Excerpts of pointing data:

▬▬▬▬▬▬▬▬▬▬

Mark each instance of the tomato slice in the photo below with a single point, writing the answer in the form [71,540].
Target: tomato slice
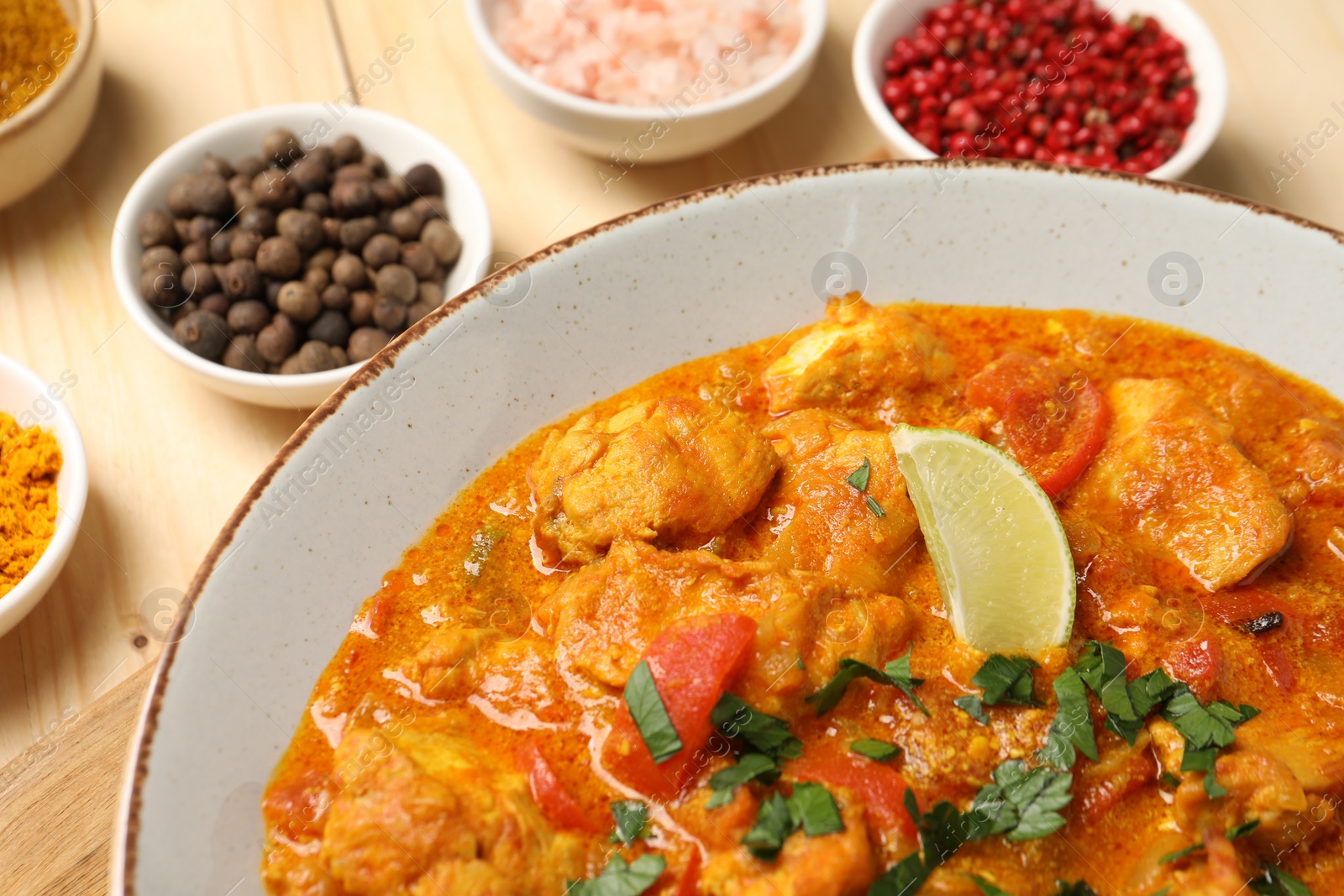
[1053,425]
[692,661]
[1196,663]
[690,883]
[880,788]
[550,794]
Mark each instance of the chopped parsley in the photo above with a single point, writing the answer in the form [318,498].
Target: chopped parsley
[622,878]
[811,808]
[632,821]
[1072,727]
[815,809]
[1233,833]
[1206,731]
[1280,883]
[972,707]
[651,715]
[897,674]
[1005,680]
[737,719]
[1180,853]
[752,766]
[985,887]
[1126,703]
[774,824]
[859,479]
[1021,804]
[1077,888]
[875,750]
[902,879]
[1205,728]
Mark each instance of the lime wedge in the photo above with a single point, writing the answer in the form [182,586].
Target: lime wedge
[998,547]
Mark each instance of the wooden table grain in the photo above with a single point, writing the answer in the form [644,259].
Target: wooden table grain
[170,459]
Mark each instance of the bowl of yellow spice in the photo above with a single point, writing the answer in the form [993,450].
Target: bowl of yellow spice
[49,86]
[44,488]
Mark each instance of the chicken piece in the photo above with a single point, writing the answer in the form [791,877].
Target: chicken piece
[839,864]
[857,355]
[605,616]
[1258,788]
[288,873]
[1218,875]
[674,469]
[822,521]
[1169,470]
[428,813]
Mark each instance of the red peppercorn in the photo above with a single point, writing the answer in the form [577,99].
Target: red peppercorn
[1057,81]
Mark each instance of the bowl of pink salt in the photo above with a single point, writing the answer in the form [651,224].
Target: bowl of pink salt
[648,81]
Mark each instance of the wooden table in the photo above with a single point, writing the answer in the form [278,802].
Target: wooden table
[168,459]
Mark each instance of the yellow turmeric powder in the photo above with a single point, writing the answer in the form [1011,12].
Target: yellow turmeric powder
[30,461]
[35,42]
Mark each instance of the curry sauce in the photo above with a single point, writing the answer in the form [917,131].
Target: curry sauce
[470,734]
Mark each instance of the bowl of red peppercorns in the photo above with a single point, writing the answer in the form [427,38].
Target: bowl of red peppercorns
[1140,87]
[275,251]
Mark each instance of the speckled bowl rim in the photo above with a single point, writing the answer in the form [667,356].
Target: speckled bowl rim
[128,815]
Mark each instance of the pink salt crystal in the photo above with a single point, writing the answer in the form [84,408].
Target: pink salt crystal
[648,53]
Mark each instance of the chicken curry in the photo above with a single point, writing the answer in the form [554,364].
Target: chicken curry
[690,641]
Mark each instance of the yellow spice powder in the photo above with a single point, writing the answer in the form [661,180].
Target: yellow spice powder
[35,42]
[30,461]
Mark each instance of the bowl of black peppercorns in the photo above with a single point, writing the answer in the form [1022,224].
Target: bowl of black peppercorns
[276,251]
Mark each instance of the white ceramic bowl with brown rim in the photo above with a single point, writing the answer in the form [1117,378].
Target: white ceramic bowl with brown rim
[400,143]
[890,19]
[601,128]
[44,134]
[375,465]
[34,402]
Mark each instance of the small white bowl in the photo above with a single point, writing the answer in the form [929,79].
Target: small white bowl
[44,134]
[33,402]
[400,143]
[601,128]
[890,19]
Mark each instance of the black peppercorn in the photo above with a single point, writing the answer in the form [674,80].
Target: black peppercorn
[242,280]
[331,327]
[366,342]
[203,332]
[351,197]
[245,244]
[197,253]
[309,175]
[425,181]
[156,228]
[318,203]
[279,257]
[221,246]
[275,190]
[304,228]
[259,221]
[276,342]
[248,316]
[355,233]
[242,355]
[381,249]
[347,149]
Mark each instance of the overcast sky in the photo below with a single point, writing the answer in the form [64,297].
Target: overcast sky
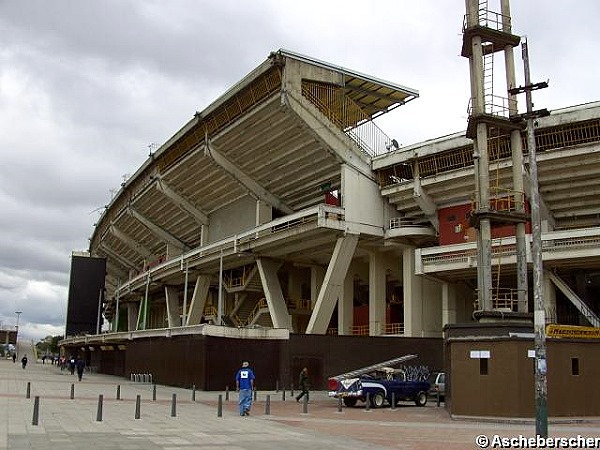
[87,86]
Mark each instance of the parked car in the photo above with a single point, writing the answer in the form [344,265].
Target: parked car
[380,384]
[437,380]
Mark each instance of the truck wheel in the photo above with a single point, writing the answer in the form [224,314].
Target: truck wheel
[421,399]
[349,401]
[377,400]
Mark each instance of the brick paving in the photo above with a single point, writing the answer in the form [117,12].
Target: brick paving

▬▬▬▬▬▬▬▬▬▬

* **WORK TO DO**:
Can you retype every record above exactly, leaving out the pictures?

* **WRITTEN SOLUTION**:
Mark each instance of the tomato slice in the photo below with a single point, writing the answer in the form [71,540].
Target: tomato slice
[1053,425]
[692,661]
[1196,663]
[690,883]
[880,788]
[550,794]
Mark each instance of the chopped parsley in the photo above with a single point, writing the answer in the form [318,498].
Target: chopped parsley
[622,878]
[811,808]
[632,821]
[1072,727]
[815,809]
[1233,833]
[1206,731]
[1280,883]
[972,707]
[651,715]
[897,674]
[1005,680]
[737,719]
[1180,853]
[752,766]
[985,887]
[1126,703]
[774,824]
[859,479]
[1021,804]
[1077,888]
[875,750]
[902,879]
[1205,728]
Mark each instance of the lime wedge in the photo above with a single point, writing the answer in the form [182,586].
Target: lime wedge
[998,547]
Mark each instance of the wooden table grain in the photo above with a single point, writing the answer in the form [644,259].
Target: wooden table grain
[170,459]
Mark each instance of the bowl of yellow spice in the photo above with a single point, writing the answer in the form [993,450].
Target: bowl of yellow spice
[49,86]
[44,488]
Mark each instance of the chicken piece in the photo above with a single point, writing the answer in the form [791,877].
Target: chicken piece
[839,864]
[857,355]
[605,616]
[1258,788]
[288,873]
[1218,875]
[674,469]
[822,521]
[1169,470]
[428,813]
Mark each instance of the red peppercorn in the photo above with a single point, writing the answer in the form [577,99].
Target: red peppercorn
[1057,81]
Mark each instance of the bowl of pink salt in the photo above with a single point, writing the answer in the form [651,224].
Target: bowl of pink salt
[648,81]
Mark each instance of the wooden table in the photo above with a single point, writing the answer in the form [278,802].
Target: wooden table
[168,459]
Mark each instance of the yellow turmeric powder in the photo above with a single point, writing the answer in the form [1011,12].
Target: yellow turmeric powder
[30,461]
[35,42]
Mark each instance of the curry sauce in the photo above with a single point, writing the answer in the form [917,131].
Target: curry sauce
[470,734]
Mark each instance of the bowl of red peppercorns in the photo above with a single point, writing the answer in the form [427,38].
Target: bowl of red peppercorns
[1140,87]
[275,251]
Mark each instance of the speckled bowl rim in the photo above with a single point, writing the answer in the form [667,356].
Target: speckled bowl rim
[128,815]
Mark each instance of the pink salt crystal in the photo above with a single point, writing the answer in the form [84,408].
Target: pink salt crystal
[648,53]
Mark each instance of the chicken curry in the photo above with a single point, writing the answer in the form [554,364].
Target: chicken curry
[690,641]
Mark each instance of the yellow spice powder in the photo above with a single point, writing the answer in the form [661,180].
Target: yellow spice powder
[35,42]
[30,461]
Mark each instance of the bowl of black peppercorns in the photo above with a single point, writing the answer in the form [1022,224].
Target: bowl of black peppercorns
[276,251]
Mark each instance of the white ceramic bowl with brown rim in the photo above with a single point, writing the answer in the form [1117,378].
Target: white ceramic bowl with brown rim
[400,143]
[890,19]
[601,128]
[44,134]
[375,465]
[34,402]
Mark each instance of the small white bowl in the photo above with a single point, writing the answer in the form [929,79].
Target: small white bowl
[44,134]
[33,402]
[400,143]
[601,128]
[890,19]
Mark each instance of the black peppercorn in the photo above with a single point, writing the answer in the form [674,80].
Target: black peppercorn
[242,280]
[331,327]
[366,342]
[203,332]
[351,197]
[245,244]
[197,253]
[309,175]
[425,181]
[156,228]
[318,203]
[279,257]
[221,246]
[275,190]
[304,228]
[259,221]
[276,342]
[248,316]
[355,233]
[242,355]
[381,249]
[347,149]
Mark each instance of the overcast sky in the photo below with a single point, writing the answer in the form [64,297].
Target: overcast sky
[87,86]
Mark each instance of the parked car in the photo above with a single point, writing the answer in the form [344,265].
Target: parked car
[380,384]
[437,380]
Mark each instance of the truck wheel in the photo above with a single point, writing the answer in the form [224,314].
Target: truck wheel
[421,399]
[349,401]
[377,400]
Mark each instance of the brick paving in the photo above with a single point, writing the answer in the form [117,12].
Target: brick paving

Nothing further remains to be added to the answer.